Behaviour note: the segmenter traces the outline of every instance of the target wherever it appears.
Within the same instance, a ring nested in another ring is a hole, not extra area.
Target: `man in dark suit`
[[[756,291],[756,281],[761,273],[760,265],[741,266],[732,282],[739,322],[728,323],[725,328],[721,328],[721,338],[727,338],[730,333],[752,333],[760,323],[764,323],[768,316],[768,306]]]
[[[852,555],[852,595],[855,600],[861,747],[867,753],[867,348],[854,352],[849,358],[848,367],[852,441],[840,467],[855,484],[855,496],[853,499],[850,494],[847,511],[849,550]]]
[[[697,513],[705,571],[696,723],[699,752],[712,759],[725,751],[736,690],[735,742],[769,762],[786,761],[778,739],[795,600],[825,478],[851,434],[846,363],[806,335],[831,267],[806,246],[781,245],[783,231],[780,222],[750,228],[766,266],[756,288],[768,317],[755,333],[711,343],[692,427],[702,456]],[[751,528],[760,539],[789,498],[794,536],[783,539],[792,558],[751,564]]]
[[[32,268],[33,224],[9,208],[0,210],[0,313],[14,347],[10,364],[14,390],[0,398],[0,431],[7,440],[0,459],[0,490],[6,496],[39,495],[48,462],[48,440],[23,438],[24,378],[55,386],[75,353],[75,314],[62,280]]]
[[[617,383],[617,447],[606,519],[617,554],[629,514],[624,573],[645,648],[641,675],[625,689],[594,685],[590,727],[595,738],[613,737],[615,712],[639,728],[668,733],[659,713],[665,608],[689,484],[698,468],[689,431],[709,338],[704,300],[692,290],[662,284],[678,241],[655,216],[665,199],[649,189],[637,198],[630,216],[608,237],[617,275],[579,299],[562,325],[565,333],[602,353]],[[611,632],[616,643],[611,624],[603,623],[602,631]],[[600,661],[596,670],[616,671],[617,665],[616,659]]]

:: TASK DESCRIPTION ::
If a line comes after the one with "Within the same", leave it out; reproduce exactly every line of the material from the first up to and including that one.

:: EXERCISE ANSWER ::
Behaviour note: the segmenter traces the outline of every instance of the target wherever it appears.
Within the same instance, a ring nested in another ring is a hole, not extra area.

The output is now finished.